### [Text provided]
>>>

Keeping a diary is much easier if you limit your writing to four minutes each day: two minutes spent writing a list of what you remember from the day before and then two minutes making a list of things you saw.

Her post included a video you can use to time the four minutes, but I didn’t. Also, I misremembered about the second list and wrote what I did, not what I saw. Still, I wrote. Yesterday:

  • I stood at the kitchen counter shelling fava beans onto a plate and listened to the radio.
  • I gave Simone some “mixed grill” wet food, and she was all excited about it and jumped up onto the counter before I could put the dish on the floor, but then she didn’t finish it.
  • I played a round of Farm Hustle, and watched Sherlock vids with Sang before bed.

Dress Shopping

The short version:

You guys, I bought a dress for my sister’s wedding next May! See photo below.

The long version:

Last fall I’d made a few forays into vintage, thrift, and department stores, but managed only to narrow down the list of styles that were likely to look good. (High necks and twirly skirts = good; sheaths and anything with darts that presume to know where my boobs are = bad.) Then I spent a day on Northwest 23rd Avenue, the fancy street in Portland that seemed to have all the dress boutiques I’d found on the internet, as well as high-end vintage. I came away from that with:

1. A seven-dollar “security dress” from Goodwill that met color requirements and was wearable, but had unfixable fit problems that I’d have to wear a wrap to cover. I bought it first thing in the morning to give me the courage to say no to anything else that wasn’t quite right.

<<<

### [Material]
>>>

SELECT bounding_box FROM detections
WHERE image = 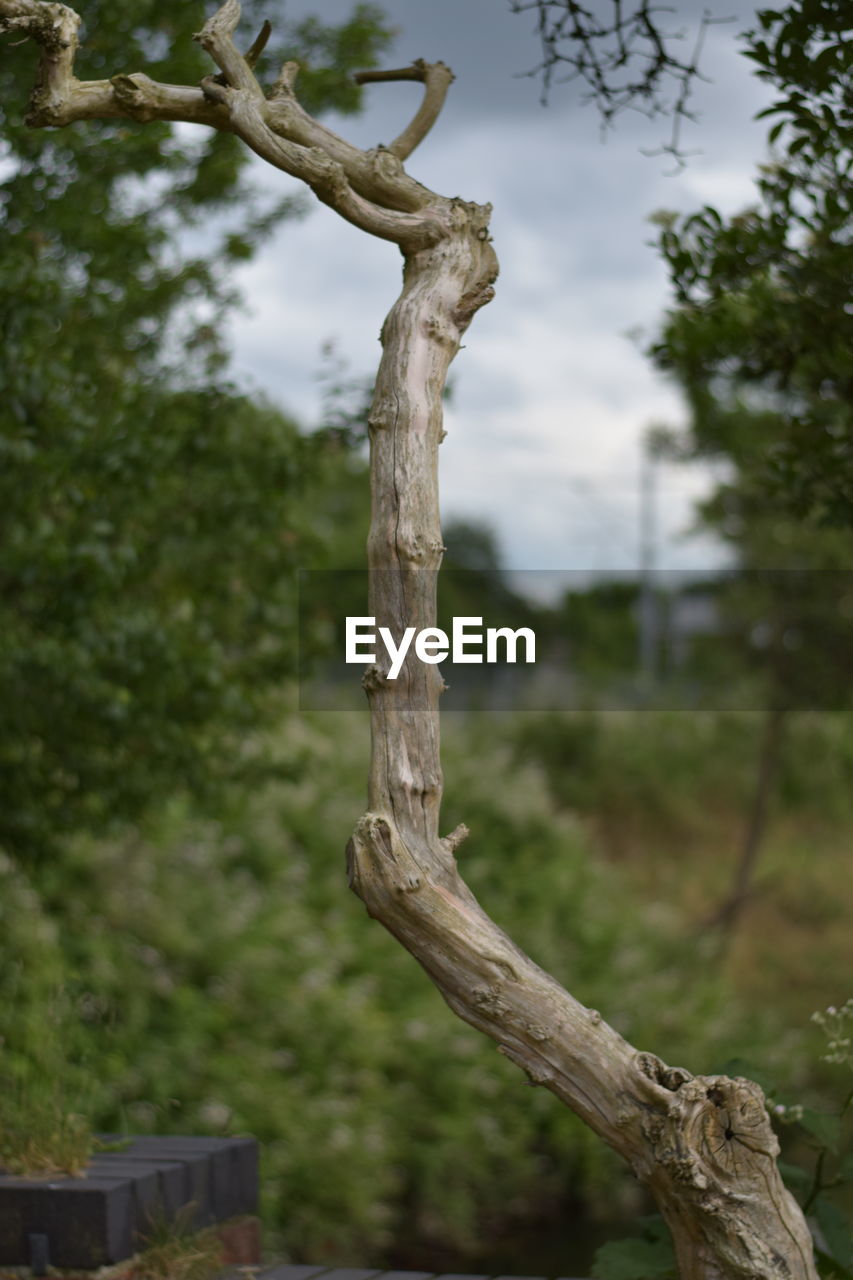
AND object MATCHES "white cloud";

<<<

### [Description of the task]
In the blog excerpt about diary keeping and dress shopping, how much did the "security dress" from Goodwill cost?

### [Full solution]
Seven dollars.